▶ _LISTED RECORDS_:

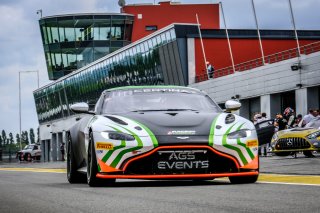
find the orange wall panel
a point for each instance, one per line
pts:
(217, 51)
(165, 14)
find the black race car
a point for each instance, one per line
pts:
(160, 132)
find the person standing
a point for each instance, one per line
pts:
(62, 151)
(280, 123)
(307, 118)
(210, 69)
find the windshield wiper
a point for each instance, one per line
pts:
(155, 110)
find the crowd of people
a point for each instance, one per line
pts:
(288, 119)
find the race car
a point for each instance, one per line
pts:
(29, 152)
(160, 132)
(290, 141)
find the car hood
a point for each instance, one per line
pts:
(296, 132)
(178, 123)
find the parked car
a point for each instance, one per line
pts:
(160, 132)
(265, 131)
(29, 152)
(290, 141)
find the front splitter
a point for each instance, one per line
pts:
(177, 176)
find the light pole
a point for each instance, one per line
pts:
(36, 71)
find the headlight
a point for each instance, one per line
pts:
(274, 137)
(119, 136)
(230, 118)
(242, 133)
(314, 135)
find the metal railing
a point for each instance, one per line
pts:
(269, 59)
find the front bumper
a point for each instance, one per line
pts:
(208, 164)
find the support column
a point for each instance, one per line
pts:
(47, 151)
(43, 150)
(265, 105)
(313, 97)
(60, 141)
(54, 147)
(191, 61)
(301, 101)
(275, 105)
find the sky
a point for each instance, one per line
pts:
(21, 45)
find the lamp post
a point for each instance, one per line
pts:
(36, 71)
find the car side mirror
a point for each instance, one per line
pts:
(232, 105)
(80, 108)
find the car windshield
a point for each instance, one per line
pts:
(133, 101)
(314, 123)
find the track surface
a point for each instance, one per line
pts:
(47, 190)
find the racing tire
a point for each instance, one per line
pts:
(27, 157)
(92, 166)
(21, 158)
(243, 179)
(308, 154)
(73, 175)
(283, 154)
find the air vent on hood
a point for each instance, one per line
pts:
(117, 120)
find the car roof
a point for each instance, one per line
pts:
(153, 87)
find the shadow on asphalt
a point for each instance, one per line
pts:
(129, 184)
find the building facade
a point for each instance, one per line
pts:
(173, 55)
(73, 41)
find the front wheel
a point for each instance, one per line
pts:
(73, 175)
(92, 166)
(244, 179)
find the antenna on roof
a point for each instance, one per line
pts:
(121, 3)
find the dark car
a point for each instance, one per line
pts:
(160, 132)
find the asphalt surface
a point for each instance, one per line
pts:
(29, 190)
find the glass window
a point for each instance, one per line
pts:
(117, 30)
(45, 36)
(61, 34)
(49, 35)
(55, 34)
(70, 35)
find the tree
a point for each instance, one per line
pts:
(4, 137)
(31, 134)
(18, 138)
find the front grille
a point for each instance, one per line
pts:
(292, 143)
(162, 162)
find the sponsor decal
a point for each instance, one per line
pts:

▶ _EXERCISE DESCRIPTION_:
Every entry above needs to be retyped exactly; drop the pictures.

▶ _RESULT FOR THIS TASK_:
find the orange wall panel
a point for each instance, one per line
pts:
(217, 51)
(165, 14)
find the black race car
a point for each instance, one per line
pts:
(160, 132)
find the person standing
a point for each instance, one per line
pts:
(62, 151)
(280, 123)
(307, 118)
(210, 69)
find the windshield wiper
a point for each instance, one per line
pts:
(155, 110)
find the crowd of people
a point for each instance, one per line
pts:
(288, 119)
find the race car
a point for each instance, one per line
pts:
(29, 152)
(160, 132)
(290, 141)
find the car hood
a point for each instance, one per line
pts:
(296, 132)
(178, 123)
find the parked car
a point for each instance, one per line
pts:
(160, 132)
(265, 131)
(29, 152)
(290, 141)
find the front splitter
a point for each instance, one per line
pts:
(177, 176)
find the light pole
a point for each instance, one per line
pts:
(36, 71)
find the headlight
a point for each instance, one per line
pts:
(274, 137)
(119, 136)
(230, 118)
(242, 133)
(314, 135)
find the metal railing
a point for each instance, one per line
pts:
(269, 59)
find the front bumper
a point for each instance, one per line
pts:
(208, 164)
find the support column
a point for each instance, one per line
pts:
(47, 151)
(43, 150)
(265, 105)
(313, 97)
(60, 141)
(54, 147)
(191, 61)
(301, 101)
(275, 105)
find the sky
a point for each instance, one per line
pts:
(21, 45)
find the lamp post
a point for each instance, one per line
pts:
(36, 71)
find the car side mirror
a point for each instance, one per line
pts:
(232, 105)
(80, 108)
find the car windshield
a point for each instance, one per line
pts:
(133, 101)
(314, 123)
find the track surface
a point for each instance, one per line
pts:
(47, 190)
find the racing tire
a point for each instance, one per line
pts:
(27, 157)
(92, 166)
(21, 158)
(243, 179)
(308, 154)
(73, 175)
(283, 154)
find the air vent on hood
a point for each instance, one per line
pts:
(117, 120)
find the car roof
a point for each instance, one per line
pts:
(153, 87)
find the shadow on asphalt
a point for each instance, one per line
pts:
(129, 184)
find the building facade
a point for each instance, one per line
pts:
(173, 55)
(73, 41)
find the front wheel
a point for each instance, one per line
pts:
(73, 175)
(92, 166)
(244, 179)
find the antenna on roof
a point for each instance, one per line
pts:
(121, 3)
find the dark car
a point for each instance, one per line
pts:
(160, 132)
find the asphalt surface
a point for each instance, one per line
pts:
(29, 190)
find the glass window
a point for each instance, one per line
pts:
(117, 30)
(45, 36)
(61, 34)
(49, 35)
(55, 34)
(70, 35)
find the tree
a point for each instance, one per line
pts:
(4, 137)
(31, 134)
(18, 138)
find the front grille
a point for each instance, one per line
pts:
(292, 143)
(162, 162)
find the sponsor decal
a point for each instance, one per line
pts:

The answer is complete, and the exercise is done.